WRITTEN INSTRUCTION A:
Render the entries below, from the line containing "[trace] flower pot -> outlines" through the last line of the entries (both included), as a JSON list of strings with one string per line and blank lines omitted.

DOCUMENT EXTRACT:

#####

Wednesday, June 12, 2024

Commissioners Court heats up

Shirley’s deputy choice sparks complaints among residents


Hood County Commissioners Court got a little heated Tuesday morning as members of the public spoke out against Precinct 2 Constable John Shirley wishing to appoint William Jensen as reserve deputy constable. After a 20-minute debate between members of the public and the court, the action item was later removed from the agenda as the court discovered it had no jurisdiction in the matter.

During the meeting May 14, Precinct 2 Commissioner Nannette Samuelson explained that Shirley was asking the court to approve Jensen as volunteer reserve deputy for Precinct 2.

“This is National Police Week, so I want to highlight Mr. Jensen's service,” she said. “He has 24 years of law enforcement experience as a police officer, a deputy and as a reserve constable for Precinct 3 as well, so thank you, Mr. Jensen, for your service.”

#####

RECORDED DATA:

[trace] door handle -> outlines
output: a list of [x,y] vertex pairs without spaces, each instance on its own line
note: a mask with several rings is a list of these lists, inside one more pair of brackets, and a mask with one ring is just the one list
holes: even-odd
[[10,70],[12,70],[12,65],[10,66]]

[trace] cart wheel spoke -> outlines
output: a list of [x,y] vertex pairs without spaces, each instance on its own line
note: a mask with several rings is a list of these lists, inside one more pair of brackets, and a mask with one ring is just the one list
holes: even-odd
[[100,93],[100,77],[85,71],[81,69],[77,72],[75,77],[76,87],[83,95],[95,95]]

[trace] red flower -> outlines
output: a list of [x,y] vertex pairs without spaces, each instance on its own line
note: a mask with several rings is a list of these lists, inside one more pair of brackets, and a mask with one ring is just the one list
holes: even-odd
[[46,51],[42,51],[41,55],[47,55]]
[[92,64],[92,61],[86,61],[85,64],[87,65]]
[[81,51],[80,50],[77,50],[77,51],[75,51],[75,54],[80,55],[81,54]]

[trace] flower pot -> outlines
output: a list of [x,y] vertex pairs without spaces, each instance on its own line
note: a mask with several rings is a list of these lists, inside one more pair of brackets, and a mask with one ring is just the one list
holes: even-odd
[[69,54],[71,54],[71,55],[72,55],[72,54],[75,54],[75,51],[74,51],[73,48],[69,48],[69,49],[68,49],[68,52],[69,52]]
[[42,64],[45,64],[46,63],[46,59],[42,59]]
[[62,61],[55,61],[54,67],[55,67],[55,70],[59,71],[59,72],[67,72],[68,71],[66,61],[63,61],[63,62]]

#####

WRITTEN INSTRUCTION B:
For each of the following statements, state whether it agrees with the article above on the Commissioners Court meeting, and quote the words of the article that decide it. (i) The action item was removed from the agenda because the court found it lacked jurisdiction. (ii) Jensen has 20 years of law enforcement experience. (iii) John Shirley is the constable for Precinct 3.

CORRECT RESPONSE A:
[
  "[trace] flower pot -> outlines",
  "output: a list of [x,y] vertex pairs without spaces, each instance on its own line",
  "note: a mask with several rings is a list of these lists, inside one more pair of brackets, and a mask with one ring is just the one list",
  "holes: even-odd",
  "[[69,54],[71,54],[71,55],[72,55],[72,54],[75,54],[75,51],[74,51],[73,48],[69,48],[69,49],[68,49],[68,52],[69,52]]",
  "[[42,64],[45,64],[46,63],[46,59],[42,59]]",
  "[[62,61],[55,61],[54,67],[55,67],[55,70],[59,71],[59,72],[67,72],[68,71],[66,61],[63,61],[63,62]]"
]

CORRECT RESPONSE B:
(i) Yes: "the action item was later removed from the agenda as the court discovered it had no jurisdiction in the matter."
(ii) No: "He has 24 years of law enforcement experience"
(iii) No: "Precinct 2 Constable John Shirley"